* Job *
Pick out each line of the records below that contains the word "toilet", and copy those lines in full.

Items stored from a collection:
* begin *

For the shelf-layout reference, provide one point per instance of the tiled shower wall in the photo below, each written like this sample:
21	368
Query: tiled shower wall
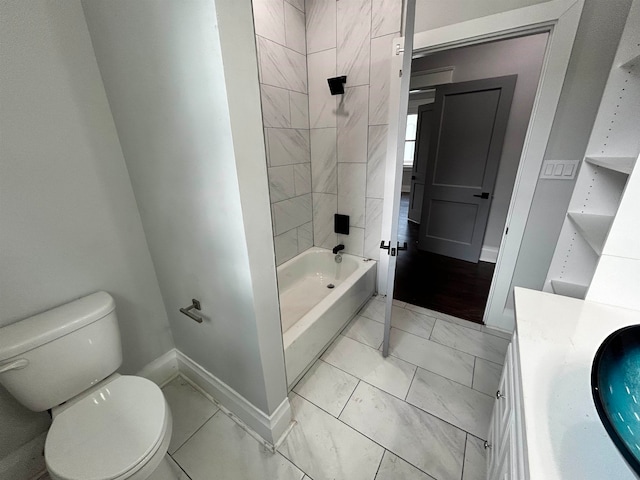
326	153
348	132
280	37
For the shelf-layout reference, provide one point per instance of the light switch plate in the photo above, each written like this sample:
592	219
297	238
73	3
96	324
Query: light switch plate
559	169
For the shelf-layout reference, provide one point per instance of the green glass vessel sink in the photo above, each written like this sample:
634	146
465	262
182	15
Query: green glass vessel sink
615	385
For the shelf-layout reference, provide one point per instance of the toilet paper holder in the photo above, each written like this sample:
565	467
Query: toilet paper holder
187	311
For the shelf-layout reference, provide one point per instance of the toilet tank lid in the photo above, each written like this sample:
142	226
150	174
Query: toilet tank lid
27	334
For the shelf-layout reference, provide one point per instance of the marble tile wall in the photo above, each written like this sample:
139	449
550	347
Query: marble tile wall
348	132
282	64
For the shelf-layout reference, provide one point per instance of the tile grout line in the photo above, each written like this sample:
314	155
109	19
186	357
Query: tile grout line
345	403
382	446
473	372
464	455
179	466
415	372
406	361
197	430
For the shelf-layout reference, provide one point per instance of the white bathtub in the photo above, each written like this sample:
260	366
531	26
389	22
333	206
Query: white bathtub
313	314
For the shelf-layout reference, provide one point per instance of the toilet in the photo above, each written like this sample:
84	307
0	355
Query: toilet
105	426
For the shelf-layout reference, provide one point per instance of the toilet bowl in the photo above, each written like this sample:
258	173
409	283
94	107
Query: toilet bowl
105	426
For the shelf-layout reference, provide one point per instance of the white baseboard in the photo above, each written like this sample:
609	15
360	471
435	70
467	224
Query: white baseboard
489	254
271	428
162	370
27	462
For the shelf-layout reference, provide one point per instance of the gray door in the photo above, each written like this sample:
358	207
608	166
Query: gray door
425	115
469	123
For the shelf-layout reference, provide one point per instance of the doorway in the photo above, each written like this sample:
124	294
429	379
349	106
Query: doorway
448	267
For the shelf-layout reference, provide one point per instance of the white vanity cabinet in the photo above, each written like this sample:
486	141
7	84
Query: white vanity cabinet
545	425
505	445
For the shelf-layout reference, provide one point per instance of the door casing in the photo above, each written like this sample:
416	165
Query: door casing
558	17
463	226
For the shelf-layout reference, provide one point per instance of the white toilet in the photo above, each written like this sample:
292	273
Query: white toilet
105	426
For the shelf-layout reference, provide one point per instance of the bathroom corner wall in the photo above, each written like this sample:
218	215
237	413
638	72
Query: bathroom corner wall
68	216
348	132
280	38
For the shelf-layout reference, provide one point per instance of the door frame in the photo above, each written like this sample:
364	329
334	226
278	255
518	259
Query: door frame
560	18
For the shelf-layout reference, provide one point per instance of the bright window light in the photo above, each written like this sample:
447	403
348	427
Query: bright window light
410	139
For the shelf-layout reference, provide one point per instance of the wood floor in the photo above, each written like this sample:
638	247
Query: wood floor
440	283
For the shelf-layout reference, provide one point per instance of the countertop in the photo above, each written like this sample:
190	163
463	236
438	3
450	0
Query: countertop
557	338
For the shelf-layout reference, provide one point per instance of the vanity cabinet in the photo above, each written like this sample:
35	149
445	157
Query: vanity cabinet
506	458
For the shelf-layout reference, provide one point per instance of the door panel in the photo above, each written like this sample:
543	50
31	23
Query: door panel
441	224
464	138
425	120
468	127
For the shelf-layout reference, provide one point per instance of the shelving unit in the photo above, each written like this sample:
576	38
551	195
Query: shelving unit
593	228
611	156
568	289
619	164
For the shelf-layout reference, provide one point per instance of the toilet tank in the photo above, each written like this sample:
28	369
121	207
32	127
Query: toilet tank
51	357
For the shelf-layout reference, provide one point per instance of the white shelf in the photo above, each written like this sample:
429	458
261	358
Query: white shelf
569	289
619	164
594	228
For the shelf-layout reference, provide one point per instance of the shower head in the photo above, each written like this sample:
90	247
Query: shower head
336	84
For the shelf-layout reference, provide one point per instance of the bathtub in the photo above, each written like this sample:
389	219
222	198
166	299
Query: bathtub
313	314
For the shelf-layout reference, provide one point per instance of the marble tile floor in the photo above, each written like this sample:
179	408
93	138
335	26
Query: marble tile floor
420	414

* end *
* begin *

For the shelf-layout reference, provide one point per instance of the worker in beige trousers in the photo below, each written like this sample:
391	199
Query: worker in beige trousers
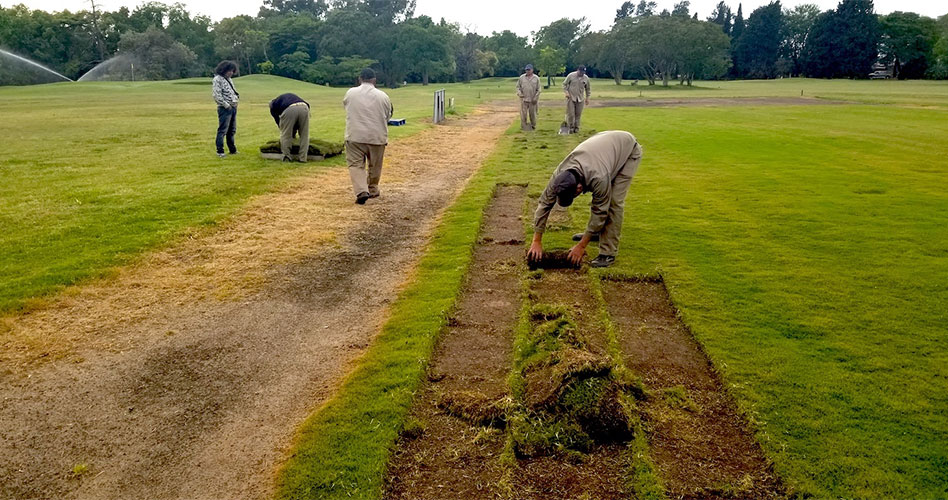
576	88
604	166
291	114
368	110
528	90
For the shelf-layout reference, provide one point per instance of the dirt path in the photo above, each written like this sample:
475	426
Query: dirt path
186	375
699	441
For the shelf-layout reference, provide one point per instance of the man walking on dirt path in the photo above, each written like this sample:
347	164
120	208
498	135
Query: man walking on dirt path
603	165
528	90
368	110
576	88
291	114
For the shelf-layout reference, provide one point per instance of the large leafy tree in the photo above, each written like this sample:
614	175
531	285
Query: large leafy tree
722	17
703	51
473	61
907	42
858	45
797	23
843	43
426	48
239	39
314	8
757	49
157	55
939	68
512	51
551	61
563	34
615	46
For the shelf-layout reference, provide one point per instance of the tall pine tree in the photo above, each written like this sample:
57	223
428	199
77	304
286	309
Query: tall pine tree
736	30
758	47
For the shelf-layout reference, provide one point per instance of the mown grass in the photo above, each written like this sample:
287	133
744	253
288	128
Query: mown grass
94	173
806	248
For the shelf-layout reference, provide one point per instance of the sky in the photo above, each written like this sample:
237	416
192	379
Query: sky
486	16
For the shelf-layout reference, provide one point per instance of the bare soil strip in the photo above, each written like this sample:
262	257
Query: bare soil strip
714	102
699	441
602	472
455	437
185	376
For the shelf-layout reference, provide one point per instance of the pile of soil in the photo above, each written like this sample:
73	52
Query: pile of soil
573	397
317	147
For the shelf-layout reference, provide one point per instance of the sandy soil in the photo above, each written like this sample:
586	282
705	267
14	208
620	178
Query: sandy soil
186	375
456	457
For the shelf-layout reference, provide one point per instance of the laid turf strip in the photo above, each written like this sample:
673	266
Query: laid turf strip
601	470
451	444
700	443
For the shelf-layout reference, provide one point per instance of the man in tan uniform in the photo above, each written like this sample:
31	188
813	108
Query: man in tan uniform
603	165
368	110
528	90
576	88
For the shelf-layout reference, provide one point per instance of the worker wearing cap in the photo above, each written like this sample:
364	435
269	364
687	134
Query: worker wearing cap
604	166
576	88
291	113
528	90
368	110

* end *

* Final result *
For the shelf-layout reference, provide one point per instance of the toilet paper holder in the photo above, each written like this sample:
Query: toilet paper holder
For the shelf-layout reference, provide one point per instance of the toilet tank lid in the photo above, each written like this sample:
Query: toilet tank lid
For the shelf-layout reference, provide one point per instance of the toilet in the photo above, each written like this sample:
Query: toilet
For the shelf-layout reference, provide one point per instance of the toilet bowl in the photo above, each written like this sample:
Query: toilet bowl
For the shelf-layout reference, provide one point per instance of the white toilet in the photo above, each written like this sample:
Query: white toilet
For the shelf-layout reference, provide one point per instance of the toilet tank in the photo above, each written like this sample:
Query: toilet tank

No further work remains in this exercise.